_Given passage_:
Indoor tanning ban would reduce death from melanoma skin cancer

Indoor tanning ban would reduce death from melanoma skin cancer
© iStock/Hanasch

Research indicates that an indoor tanning ban would substantially reduce deaths from melanoma skin cancer.

Melanoma cancer develops from cells called melanocytes that begin to grow and divide quicker than usual. It is the most serious form of skin cancer; risk factors include pale skin that does not tan easily, blue eyes and a close relative who’s had melanoma skin cancer.

There is a growing rise in indoor tanning bed use and the commercial availability of this service is attractive to young people. However, tanning beds contain UV radiation which can increase the risk of skin cancer, including melanoma.

Research carried out by the University of Manchester concluded that an indoor tanning ban could reduce the number of deaths from melanoma skin cancer.

_Given data_:
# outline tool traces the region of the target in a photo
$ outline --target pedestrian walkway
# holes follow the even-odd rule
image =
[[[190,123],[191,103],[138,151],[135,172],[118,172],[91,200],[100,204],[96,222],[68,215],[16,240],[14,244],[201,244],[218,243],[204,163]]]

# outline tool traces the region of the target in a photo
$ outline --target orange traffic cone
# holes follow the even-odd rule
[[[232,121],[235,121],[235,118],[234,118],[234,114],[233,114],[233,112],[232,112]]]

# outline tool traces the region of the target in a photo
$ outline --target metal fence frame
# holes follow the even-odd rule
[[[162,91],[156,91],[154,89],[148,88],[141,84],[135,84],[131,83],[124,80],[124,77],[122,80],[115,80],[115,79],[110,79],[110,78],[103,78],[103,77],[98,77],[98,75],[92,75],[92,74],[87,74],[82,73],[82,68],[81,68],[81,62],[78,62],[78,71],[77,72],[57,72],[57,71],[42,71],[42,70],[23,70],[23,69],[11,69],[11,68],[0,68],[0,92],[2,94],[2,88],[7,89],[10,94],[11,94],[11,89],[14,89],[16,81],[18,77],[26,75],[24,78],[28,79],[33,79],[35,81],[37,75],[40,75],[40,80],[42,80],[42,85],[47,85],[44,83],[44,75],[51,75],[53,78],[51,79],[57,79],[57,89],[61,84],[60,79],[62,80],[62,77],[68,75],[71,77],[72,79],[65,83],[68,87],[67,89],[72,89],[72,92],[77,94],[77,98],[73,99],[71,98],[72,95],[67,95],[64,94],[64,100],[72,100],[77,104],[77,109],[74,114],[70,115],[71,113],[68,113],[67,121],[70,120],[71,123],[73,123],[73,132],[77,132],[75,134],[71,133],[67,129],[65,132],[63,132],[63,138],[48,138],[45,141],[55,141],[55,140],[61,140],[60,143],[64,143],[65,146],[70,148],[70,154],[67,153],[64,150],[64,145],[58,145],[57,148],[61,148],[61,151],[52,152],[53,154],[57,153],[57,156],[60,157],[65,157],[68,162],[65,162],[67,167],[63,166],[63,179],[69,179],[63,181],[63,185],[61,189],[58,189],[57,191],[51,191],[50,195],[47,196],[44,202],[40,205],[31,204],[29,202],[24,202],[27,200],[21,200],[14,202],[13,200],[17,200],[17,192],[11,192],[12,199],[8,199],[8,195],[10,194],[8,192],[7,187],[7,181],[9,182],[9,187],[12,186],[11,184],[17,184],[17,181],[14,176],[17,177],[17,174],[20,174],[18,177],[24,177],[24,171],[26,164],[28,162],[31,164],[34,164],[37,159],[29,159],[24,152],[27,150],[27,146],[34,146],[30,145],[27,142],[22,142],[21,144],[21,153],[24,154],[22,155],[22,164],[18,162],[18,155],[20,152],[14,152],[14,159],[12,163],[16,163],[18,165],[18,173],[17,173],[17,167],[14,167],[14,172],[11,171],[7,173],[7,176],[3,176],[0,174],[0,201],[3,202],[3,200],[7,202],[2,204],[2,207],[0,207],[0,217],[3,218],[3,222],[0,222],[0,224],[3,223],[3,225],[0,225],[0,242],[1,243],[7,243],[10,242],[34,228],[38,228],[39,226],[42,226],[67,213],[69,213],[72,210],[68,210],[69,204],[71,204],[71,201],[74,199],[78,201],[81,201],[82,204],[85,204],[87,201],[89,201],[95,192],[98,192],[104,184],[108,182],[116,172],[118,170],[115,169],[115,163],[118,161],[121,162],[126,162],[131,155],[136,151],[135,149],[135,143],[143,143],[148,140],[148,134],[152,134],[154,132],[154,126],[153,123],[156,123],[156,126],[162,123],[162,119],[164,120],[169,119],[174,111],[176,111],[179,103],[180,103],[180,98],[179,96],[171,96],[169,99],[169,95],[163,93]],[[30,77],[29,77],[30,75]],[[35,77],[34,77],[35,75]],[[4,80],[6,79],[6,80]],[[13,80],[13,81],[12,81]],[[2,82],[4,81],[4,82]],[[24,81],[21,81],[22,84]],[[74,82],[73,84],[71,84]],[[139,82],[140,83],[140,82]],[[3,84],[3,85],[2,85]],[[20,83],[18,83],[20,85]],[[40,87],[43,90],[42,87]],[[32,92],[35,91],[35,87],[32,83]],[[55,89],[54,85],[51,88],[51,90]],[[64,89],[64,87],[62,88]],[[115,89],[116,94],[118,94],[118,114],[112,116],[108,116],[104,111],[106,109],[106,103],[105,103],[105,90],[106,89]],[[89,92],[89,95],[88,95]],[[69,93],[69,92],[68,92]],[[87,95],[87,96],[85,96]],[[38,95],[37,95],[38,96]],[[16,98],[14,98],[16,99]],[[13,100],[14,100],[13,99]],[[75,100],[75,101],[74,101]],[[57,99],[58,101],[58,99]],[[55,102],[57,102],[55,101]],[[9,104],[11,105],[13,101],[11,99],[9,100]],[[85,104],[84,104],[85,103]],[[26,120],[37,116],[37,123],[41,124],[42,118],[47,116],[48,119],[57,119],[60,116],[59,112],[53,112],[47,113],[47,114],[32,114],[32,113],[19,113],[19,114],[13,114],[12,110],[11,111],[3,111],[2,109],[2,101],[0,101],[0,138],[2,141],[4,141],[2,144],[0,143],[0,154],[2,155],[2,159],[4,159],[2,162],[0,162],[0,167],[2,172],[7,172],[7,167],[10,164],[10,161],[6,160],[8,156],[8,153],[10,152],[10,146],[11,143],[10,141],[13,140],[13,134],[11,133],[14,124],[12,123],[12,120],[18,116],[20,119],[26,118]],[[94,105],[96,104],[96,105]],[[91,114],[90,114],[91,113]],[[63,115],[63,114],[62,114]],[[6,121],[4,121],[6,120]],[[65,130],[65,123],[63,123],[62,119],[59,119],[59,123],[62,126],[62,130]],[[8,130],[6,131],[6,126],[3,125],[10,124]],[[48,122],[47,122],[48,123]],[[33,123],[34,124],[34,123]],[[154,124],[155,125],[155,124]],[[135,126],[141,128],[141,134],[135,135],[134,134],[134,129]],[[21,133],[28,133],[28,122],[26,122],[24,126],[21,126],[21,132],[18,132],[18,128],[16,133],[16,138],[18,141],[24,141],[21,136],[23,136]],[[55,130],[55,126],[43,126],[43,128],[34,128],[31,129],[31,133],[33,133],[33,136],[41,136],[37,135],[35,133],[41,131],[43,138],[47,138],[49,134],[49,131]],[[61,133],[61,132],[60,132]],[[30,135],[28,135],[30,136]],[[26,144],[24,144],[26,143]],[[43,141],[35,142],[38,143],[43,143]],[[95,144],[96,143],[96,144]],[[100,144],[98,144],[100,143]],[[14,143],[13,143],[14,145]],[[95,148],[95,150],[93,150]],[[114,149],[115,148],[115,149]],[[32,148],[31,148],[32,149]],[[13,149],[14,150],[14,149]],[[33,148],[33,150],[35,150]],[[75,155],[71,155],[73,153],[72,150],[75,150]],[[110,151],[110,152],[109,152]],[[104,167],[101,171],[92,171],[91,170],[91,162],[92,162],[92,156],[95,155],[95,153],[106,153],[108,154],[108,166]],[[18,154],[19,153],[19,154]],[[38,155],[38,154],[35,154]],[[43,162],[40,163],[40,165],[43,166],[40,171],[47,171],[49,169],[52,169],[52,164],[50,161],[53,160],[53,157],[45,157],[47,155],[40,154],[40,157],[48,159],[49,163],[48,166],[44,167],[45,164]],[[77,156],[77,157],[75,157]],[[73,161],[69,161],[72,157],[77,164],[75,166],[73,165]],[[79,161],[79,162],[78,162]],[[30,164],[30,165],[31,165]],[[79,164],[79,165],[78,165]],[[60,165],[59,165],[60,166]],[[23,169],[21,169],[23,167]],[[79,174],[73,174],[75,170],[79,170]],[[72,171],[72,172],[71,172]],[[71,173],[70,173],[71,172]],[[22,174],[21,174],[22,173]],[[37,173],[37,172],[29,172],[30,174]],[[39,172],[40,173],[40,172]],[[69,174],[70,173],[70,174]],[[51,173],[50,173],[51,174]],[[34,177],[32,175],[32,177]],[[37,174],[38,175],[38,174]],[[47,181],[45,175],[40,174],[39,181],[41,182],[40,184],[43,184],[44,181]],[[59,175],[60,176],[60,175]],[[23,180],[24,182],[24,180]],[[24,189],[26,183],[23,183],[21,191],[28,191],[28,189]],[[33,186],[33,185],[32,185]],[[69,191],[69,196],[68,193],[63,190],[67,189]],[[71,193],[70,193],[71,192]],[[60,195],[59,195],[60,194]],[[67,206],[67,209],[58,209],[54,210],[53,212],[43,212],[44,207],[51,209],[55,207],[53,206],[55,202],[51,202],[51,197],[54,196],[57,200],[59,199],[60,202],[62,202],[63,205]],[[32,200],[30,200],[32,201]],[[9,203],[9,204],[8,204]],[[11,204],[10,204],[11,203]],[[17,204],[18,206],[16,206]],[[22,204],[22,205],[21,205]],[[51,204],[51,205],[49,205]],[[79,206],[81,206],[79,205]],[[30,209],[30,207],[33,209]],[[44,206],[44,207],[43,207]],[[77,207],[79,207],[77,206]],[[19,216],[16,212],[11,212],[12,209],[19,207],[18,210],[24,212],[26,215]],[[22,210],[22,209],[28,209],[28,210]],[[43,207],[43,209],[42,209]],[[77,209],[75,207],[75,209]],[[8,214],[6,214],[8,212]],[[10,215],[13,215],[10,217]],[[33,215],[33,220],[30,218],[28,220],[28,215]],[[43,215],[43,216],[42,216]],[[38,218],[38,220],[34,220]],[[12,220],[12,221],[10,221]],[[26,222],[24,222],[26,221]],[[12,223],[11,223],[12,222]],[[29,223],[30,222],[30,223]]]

_Action item A_: Set down the passage of the tanning-ban article word for word, from the words containing "Melanoma cancer develops" through the words ending "of deaths from melanoma skin cancer.".
_Action item B_: For each statement below, say whether the tanning-ban article agrees with it, answering yes or no and quoting the words of the article that decide it. (i) Blue eyes are named as a risk factor for melanoma skin cancer. (ii) Tanning beds are described as free of UV radiation. (iii) The research on a tanning ban was carried out by the University of Manchester.

_Response A_:
Melanoma cancer develops from cells called melanocytes that begin to grow and divide quicker than usual. It is the most serious form of skin cancer; risk factors include pale skin that does not tan easily, blue eyes and a close relative who’s had melanoma skin cancer.

There is a growing rise in indoor tanning bed use and the commercial availability of this service is attractive to young people. However, tanning beds contain UV radiation which can increase the risk of skin cancer, including melanoma.

Research carried out by the University of Manchester concluded that an indoor tanning ban could reduce the number of deaths from melanoma skin cancer.

_Response B_:
(i) Yes: "risk factors include pale skin that does not tan easily, blue eyes and a close relative who’s had melanoma skin cancer."
(ii) No: "tanning beds contain UV radiation which can increase the risk of skin cancer, including melanoma."
(iii) Yes: "Research carried out by the University of Manchester concluded that an indoor tanning ban could reduce the number of deaths from melanoma skin cancer."